▶ _Passage shown_:
MLA for Clover Bar
- In office 1967–1989
- Preceded by: Floyd Baker
- Succeeded by: Kurt Gesell

Personal details
- Born: Walter Alexander Buck December 16, 1930 Elk Point, Alberta
- Died: March 14, 2013 (aged 82) Fort Saskatchewan, Alberta
- Party: Social Credit Independent Representative
- Occupation: Dentist

= Walt Buck =

Canadian politician (1930–2013)

Walter Alexander Buck (December 16, 1930 – March 14, 2013) was a provincial politician and dentist from Alberta, Canada. He served as a member of the Legislative Assembly of Alberta (MLA) from 1967 to 1989. During his time in office he served in numerous party caucuses and as an Independent.

==Political career==
Buck ran for a seat in the Legislative Assembly in the 1967 Alberta general election. He won the electoral district of Clover Bar by a wide margin to hold it for the governing Social Credit Party of Alberta. While still a rookie MLA, Buck ran for the leadership of the Social Credit party in the 1968 leadership election following the retirement of longtime premier Ernest Manning.

▶ _Information supplied_:
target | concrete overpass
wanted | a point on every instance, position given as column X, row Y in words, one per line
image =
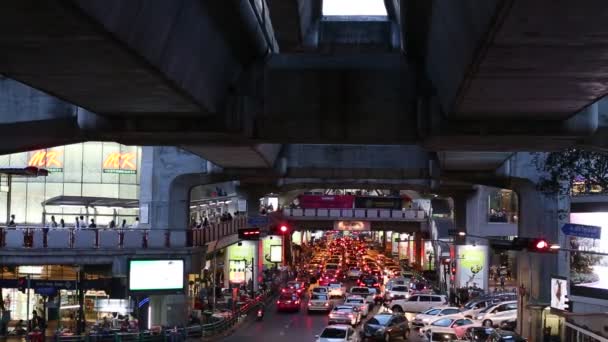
column 240, row 78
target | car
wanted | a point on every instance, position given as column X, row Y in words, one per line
column 319, row 302
column 397, row 292
column 385, row 327
column 343, row 314
column 288, row 302
column 336, row 289
column 338, row 333
column 452, row 327
column 417, row 303
column 473, row 307
column 365, row 292
column 496, row 314
column 504, row 336
column 430, row 315
column 358, row 301
column 510, row 325
column 477, row 334
column 353, row 272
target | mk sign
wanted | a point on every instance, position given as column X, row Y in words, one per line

▶ _Problems_:
(1) From the Walt Buck article, extract the passage that begins at the words "Walter Alexander Buck (December" and ends after the words "as an Independent.".
(2) Rewrite the paragraph of the Walt Buck article that begins "Buck ran for a seat" as a short bulleted list that keeps its main facts.
(3) Name every person other than Walt Buck whom the Walt Buck article mentions.
The listing is separate material, unrelated to the Walt Buck article.

▶ _Solutions to the problems_:
(1)
Walter Alexander Buck (December 16, 1930 – March 14, 2013) was a provincial politician and dentist from Alberta, Canada. He served as a member of the Legislative Assembly of Alberta (MLA) from 1967 to 1989. During his time in office he served in numerous party caucuses and as an Independent.

(2)
- Ran for the Legislative Assembly in the 1967 Alberta general election
- Won the Clover Bar electoral district by a wide margin, holding it for the governing Social Credit Party of Alberta
- As a rookie MLA, ran for the Social Credit leadership in the 1968 leadership election, which followed longtime premier Ernest Manning's retirement

(3) Floyd Baker, Kurt Gesell, Ernest Manning